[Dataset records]
---*---
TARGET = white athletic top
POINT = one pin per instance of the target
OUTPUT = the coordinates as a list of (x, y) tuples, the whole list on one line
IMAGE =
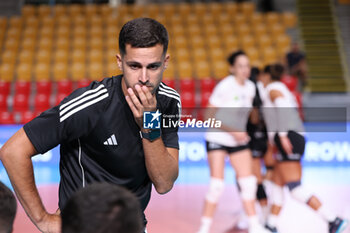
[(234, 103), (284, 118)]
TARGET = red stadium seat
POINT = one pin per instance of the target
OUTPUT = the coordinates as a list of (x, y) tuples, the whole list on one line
---*---
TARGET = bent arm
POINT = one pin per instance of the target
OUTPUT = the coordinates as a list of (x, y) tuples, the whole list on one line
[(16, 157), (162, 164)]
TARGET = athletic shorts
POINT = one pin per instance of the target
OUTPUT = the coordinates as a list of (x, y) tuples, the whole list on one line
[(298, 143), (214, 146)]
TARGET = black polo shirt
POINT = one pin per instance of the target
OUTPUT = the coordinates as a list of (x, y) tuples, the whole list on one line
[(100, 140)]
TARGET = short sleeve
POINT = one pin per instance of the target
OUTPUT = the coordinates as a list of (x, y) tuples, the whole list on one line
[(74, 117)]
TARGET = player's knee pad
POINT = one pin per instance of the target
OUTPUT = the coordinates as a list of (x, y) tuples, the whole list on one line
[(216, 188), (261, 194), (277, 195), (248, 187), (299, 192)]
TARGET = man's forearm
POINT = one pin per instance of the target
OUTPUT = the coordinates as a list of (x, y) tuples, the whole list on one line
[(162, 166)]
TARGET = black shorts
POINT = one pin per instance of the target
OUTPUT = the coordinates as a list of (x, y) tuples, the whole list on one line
---*---
- **Task to complete**
Which of the lines above carry the string "athletic"? Pick them out and copy them.

- **Written answer**
TARGET = white athletic top
TARGET = athletic shorts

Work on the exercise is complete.